┌─ Testo fornito

L’epoca lombrosiana è stata superata con successo, ma i dubbi sui magistrati e sulla efficienza ed efficacia del sistema legislativo non passano mai.

E d’altro canto basta pensare all’omicidio di un bambino di 7 anni compiuto dal padre – indagato per altri reati – per punire l’ex moglie, per chiedersi se i giudici siano in grado di prendere decisioni che tutelino la comunità dai delinquenti.

Come è possibile che un soggetto accusato di reati contro la persona abbia potuto passare il Capodanno con il figlio minore senza che gli fosse stato sospeso o revocato l’affidamento condiviso?

O ancora basti pensare ai tanti innocenti che hanno scontato periodi in carcere per poi essere assolti.

└─
┌─ Dati memorizzati

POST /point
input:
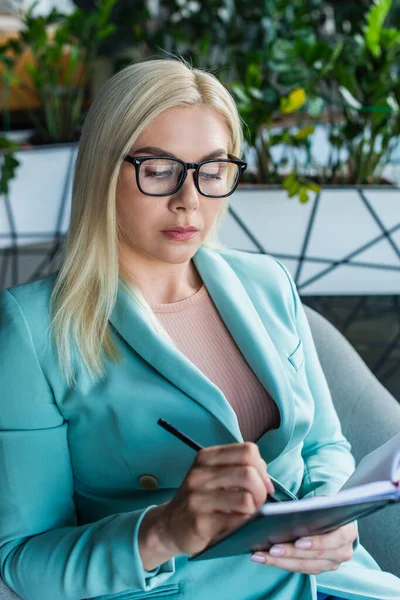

└─

Prosegui il testo sui dubbi verso i magistrati e il sistema giudiziario, riprendendo dopo la sua ultima frase.

Il problema è che l’emissione di una decisione non è frutto solo del magistrato, ma di una complessa macchina amministrativa composta da persone a partire dalle forze dell’ordine. La domanda che dovremmo farci è se sia davvero percorribile l’applicazione della tecnologia all’interno di una sfera così delicata come quella dei processi penali e del potere giudiziario (insieme a legislativo ed esecutivo, uno dei tre pilastri dello Stato contemporaneo), perché evidentemente non basta la responsabilità del magistrato. Che tra l’altro è un “dopo” rispetto al delitto e alle sofferenze delle vittime, senza contare le lungaggini processuali che fiaccano lo spirito e che spingono innocenti spesso a gesti estremi.

È difficile giudicare l’esperimento cinese, di certo non va accantonato come una trovata dell’ultima ora.

I problemi legati all’operato dei giudici esistono dalla notte dei tempi e di uomini come Salomone così come descritti nella Bibbia, non vi è traccia nei libri di storia.